-- BEGIN Input data --

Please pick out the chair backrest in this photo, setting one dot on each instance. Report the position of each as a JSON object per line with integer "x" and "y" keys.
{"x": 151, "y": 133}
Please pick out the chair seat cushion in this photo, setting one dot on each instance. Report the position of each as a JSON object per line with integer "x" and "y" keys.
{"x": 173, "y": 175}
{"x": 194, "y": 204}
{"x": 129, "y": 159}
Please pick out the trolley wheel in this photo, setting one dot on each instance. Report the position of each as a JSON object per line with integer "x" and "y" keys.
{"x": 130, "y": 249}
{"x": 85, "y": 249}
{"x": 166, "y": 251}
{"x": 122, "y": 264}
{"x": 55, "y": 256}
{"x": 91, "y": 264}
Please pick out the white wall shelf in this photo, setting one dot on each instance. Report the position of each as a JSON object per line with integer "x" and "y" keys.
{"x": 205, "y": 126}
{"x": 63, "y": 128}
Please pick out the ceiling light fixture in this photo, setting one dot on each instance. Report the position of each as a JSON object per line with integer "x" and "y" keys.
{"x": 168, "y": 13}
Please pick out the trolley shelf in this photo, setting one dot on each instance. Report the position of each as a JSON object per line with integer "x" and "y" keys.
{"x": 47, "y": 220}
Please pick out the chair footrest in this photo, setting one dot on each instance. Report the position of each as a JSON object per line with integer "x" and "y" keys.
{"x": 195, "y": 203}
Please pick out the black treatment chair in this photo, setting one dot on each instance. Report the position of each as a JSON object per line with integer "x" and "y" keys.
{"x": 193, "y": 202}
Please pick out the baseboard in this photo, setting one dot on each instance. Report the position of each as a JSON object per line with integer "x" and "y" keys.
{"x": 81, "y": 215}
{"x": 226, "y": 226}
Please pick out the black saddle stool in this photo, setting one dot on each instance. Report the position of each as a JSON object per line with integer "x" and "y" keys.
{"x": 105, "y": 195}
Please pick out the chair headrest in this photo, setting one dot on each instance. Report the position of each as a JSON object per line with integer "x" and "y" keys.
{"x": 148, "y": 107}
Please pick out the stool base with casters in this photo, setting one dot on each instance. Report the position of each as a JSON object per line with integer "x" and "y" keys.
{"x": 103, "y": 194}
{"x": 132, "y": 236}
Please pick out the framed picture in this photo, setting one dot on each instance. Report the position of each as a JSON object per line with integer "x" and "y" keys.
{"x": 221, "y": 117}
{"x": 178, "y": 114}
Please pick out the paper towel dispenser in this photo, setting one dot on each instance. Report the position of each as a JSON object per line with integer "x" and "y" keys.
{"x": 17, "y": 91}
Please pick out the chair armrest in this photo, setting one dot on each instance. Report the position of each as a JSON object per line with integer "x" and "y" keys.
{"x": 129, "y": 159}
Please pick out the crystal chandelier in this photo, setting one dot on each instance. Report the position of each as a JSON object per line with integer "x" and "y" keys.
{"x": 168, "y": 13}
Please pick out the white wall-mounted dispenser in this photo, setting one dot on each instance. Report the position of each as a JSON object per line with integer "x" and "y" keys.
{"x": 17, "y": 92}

-- END Input data --
-- BEGIN Input data --

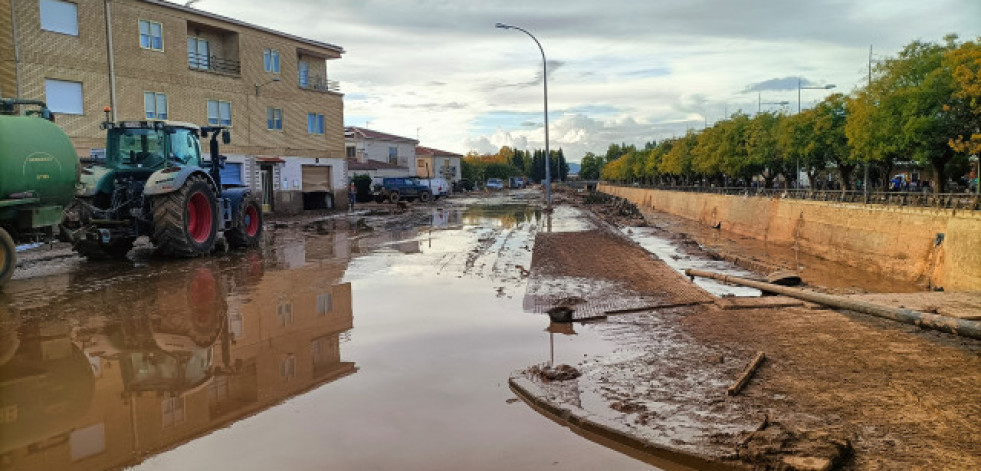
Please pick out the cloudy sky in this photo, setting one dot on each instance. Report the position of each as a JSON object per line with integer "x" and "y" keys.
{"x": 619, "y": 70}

-- END Input data --

* _Directions_
Please locate every line in the material above that contains the string "dispenser" and copy each one out. Case matters when matching.

* _The answer_
Please pick out the paper towel dispenser in this photo, setting one dot on each instance. Report the position of each as a JSON object per line with integer "x" and "y" keys.
Please pick out the white wall-mounted dispenser in this photo, setting one dot on each instance. Report the position of each as a JSON object per line with integer "x" and "y" keys.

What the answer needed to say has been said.